- [Ziel der Übung]:
Bitte schreiben Sie aus der Romanbesprechung unten den Abschnitt wortgetreu ab, der mit den Worten "Lawson fährt zurück, aber" beginnt und mit "er der Erklärbär." endet.

- [Vorliegender Text]:
Er findet sich in einer Art Filmstudio wieder. Habicht erklärt ihm den Plot. Er ist in Wahrheit Stuhler. Er hat eine Maschine entwickelt, die mittels Hypnose eine Art Wahrträume ins Gehirn projiziert. Das Rom der Träume ist in Wahrheit ein Filmschnipsel. Isadora und Ilse sind seine Frau und seine Tochter, die er hypnotisiert hat, damit sie spuren. Eagar hat die Pläne des Geräts gestohlen und Stuhler will sie zurück. Alles war nur ein Schwindel. Der Deutsche hat Lawson und Cullender ausspioniert und betrachtet sie als Gegner. Außerdem glaubt er, dass Lawson die Unterlagen hat. Aber der weiß von nichts. Nun soll er hypnotisiert zurück nach England und sich mit Cullender in einem Auto zu Tode fahren, damit Stuhlers Geheimnis bewahrt bleibt.

Lawson denkt an die Zahlenfolge und findet sich beim Hexenkreis in England wieder. Cullender hat seinen Astralleib zu sich gerufen. Man drückt Lawson eine Silberschüssel in die Hand. Es gelingt ihm, sie wieder mit zurück nach München zu nehmen. Die Schüssel wehrt die Strahlen der Hypnotisiermaschine ab und sorgt für Chaos. Der offenbar verletzte Stuhler ergreift die Flucht, Lawson verfolgt ihn quer durch die Stadt auf die Autobahn, wo Stuhler einen tödlichen Unfall erleidet.

Lawson fährt zurück, aber in dem Studio sind alle Spuren beseitigt. Ilse taucht auf, aber Lawson schickt sie in die Wüste. Er will nichts mehr von ihr wissen, auch wenn das Mädchen die meisten Ereignisse anscheinend vergessen hat. Am Ende muss sich Lawson vergewissern, dass Stuhler auch tatsächlich tot ist. Er fährt zurück und sieht, wie man das Autowrack mit dem Toten birgt.

Worum geht es?
Das ist nach "The Witchfinders" von 1968 der zweite Roman um das Duo Lawson und Cullender, auch wenn die Bezeichnung Team hier großzügig gewählt ist. Der Okkult-Experte und Hypnotiseur glänzt größtenteils durch Abwesenheit, und wenn er mal auftaucht, ist er der Erklärbär.

War der erste Roman von Ralph Comer letztlich eine okkulte Geschichte, ist es hier am Ende eine SF-Räuberpistole mit einer Prise ESP und Hexenkunst. Nicht Fisch und nicht Fleisch. In der Zusammenfassung klingt es vielleicht interessanter, als es sich liest.

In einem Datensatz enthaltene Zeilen
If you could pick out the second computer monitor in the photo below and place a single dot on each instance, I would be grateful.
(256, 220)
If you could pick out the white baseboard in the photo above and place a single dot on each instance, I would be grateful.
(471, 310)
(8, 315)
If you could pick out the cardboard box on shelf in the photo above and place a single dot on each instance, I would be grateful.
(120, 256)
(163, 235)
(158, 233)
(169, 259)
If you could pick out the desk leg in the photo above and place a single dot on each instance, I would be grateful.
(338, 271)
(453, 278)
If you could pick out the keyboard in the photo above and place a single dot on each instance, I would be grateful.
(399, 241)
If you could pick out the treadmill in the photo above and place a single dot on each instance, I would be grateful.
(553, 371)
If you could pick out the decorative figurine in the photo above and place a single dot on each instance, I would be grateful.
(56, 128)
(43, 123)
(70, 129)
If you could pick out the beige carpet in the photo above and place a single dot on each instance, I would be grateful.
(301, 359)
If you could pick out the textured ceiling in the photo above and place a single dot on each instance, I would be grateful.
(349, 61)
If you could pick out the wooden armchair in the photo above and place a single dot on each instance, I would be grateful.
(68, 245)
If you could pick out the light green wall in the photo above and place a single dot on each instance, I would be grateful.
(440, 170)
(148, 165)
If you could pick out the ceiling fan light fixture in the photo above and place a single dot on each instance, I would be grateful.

- [Lösung zur Aufgabe]:
Lawson fährt zurück, aber in dem Studio sind alle Spuren beseitigt. Ilse taucht auf, aber Lawson schickt sie in die Wüste. Er will nichts mehr von ihr wissen, auch wenn das Mädchen die meisten Ereignisse anscheinend vergessen hat. Am Ende muss sich Lawson vergewissern, dass Stuhler auch tatsächlich tot ist. Er fährt zurück und sieht, wie man das Autowrack mit dem Toten birgt.

Worum geht es?
Das ist nach "The Witchfinders" von 1968 der zweite Roman um das Duo Lawson und Cullender, auch wenn die Bezeichnung Team hier großzügig gewählt ist. Der Okkult-Experte und Hypnotiseur glänzt größtenteils durch Abwesenheit, und wenn er mal auftaucht, ist er der Erklärbär.